*** Provided records Section Begins ***

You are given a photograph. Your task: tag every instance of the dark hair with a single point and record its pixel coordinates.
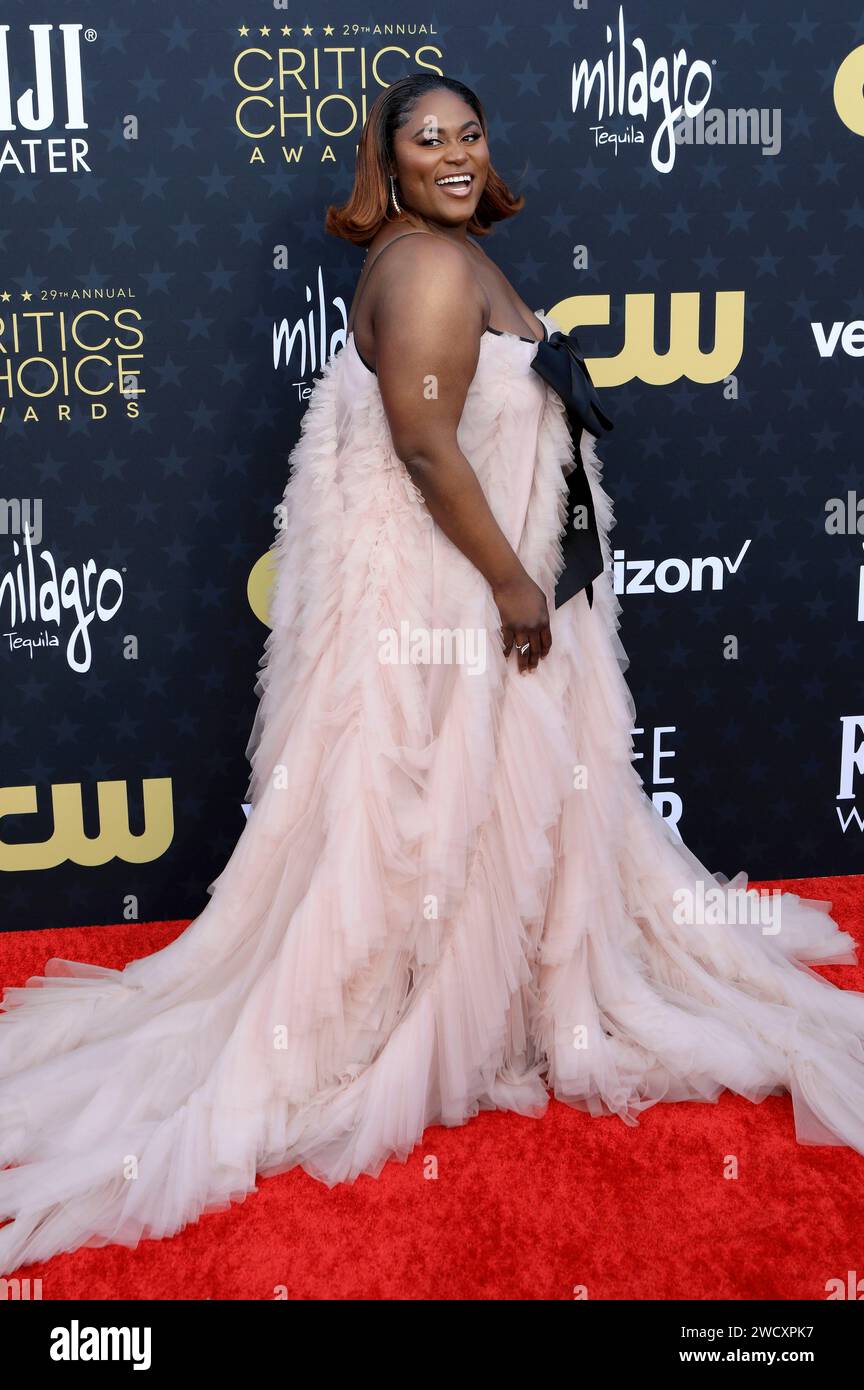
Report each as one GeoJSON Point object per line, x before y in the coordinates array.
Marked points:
{"type": "Point", "coordinates": [368, 206]}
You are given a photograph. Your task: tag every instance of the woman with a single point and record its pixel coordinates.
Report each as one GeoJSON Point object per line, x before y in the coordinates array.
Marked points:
{"type": "Point", "coordinates": [452, 891]}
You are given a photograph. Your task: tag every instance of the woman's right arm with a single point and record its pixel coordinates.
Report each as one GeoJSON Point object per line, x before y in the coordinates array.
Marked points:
{"type": "Point", "coordinates": [428, 321]}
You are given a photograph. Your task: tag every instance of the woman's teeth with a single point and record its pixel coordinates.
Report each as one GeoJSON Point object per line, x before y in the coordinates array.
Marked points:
{"type": "Point", "coordinates": [459, 185]}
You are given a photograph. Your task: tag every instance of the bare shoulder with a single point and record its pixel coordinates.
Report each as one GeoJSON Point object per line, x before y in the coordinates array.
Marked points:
{"type": "Point", "coordinates": [432, 280]}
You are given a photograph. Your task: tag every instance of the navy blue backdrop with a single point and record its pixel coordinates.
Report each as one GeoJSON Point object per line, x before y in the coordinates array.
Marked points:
{"type": "Point", "coordinates": [167, 292]}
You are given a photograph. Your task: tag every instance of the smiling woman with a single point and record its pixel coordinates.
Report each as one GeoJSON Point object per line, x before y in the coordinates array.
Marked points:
{"type": "Point", "coordinates": [452, 891]}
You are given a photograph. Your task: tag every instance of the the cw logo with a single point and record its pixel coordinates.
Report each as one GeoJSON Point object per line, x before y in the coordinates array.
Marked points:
{"type": "Point", "coordinates": [684, 357]}
{"type": "Point", "coordinates": [68, 838]}
{"type": "Point", "coordinates": [849, 91]}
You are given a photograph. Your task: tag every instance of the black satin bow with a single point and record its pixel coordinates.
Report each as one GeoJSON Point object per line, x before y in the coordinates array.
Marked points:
{"type": "Point", "coordinates": [559, 360]}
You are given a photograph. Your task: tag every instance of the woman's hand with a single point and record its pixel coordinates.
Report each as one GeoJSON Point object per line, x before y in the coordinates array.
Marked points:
{"type": "Point", "coordinates": [524, 615]}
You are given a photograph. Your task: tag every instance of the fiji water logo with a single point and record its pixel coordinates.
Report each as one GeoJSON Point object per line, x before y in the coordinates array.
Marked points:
{"type": "Point", "coordinates": [625, 85]}
{"type": "Point", "coordinates": [56, 92]}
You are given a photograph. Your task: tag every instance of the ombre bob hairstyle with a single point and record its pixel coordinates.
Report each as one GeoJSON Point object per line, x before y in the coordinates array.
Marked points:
{"type": "Point", "coordinates": [370, 206]}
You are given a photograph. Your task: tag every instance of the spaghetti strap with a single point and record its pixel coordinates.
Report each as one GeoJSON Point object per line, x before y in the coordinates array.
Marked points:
{"type": "Point", "coordinates": [378, 257]}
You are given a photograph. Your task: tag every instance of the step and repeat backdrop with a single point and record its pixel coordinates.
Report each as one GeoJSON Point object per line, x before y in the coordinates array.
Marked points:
{"type": "Point", "coordinates": [695, 202]}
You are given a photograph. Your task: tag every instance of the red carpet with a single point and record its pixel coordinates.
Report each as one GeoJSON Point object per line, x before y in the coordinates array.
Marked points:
{"type": "Point", "coordinates": [521, 1208]}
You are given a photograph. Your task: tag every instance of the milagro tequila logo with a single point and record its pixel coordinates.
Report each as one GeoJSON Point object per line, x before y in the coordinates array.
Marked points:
{"type": "Point", "coordinates": [46, 103]}
{"type": "Point", "coordinates": [52, 598]}
{"type": "Point", "coordinates": [628, 86]}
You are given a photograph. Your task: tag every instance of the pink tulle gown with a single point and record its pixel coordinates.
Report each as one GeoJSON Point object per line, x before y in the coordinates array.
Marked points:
{"type": "Point", "coordinates": [452, 891]}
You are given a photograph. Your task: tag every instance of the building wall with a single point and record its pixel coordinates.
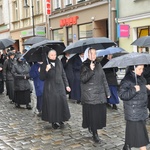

*** Provided records Section Ends ***

▶ Requirement
Return each line from the entries above that includes "woman".

▶ Your solution
You are given a photograph. Your task: tag every instance of the woman with a single point and record its pixel coordinates.
You are given a photograph. Your task: tag every instance of the woman's right arm with a single point and record its pixel coordinates.
You are given a photograph. Your task: tag every instance of the woman's teeth with a single point and record its pixel coordinates.
You are given a photograph. Your task: tag every instance of the smiling woman with a single point and record its pixel coordinates.
You are given a photograph. Your task: tag every instance of the woman's hand with a single point and record its pixel coordinates.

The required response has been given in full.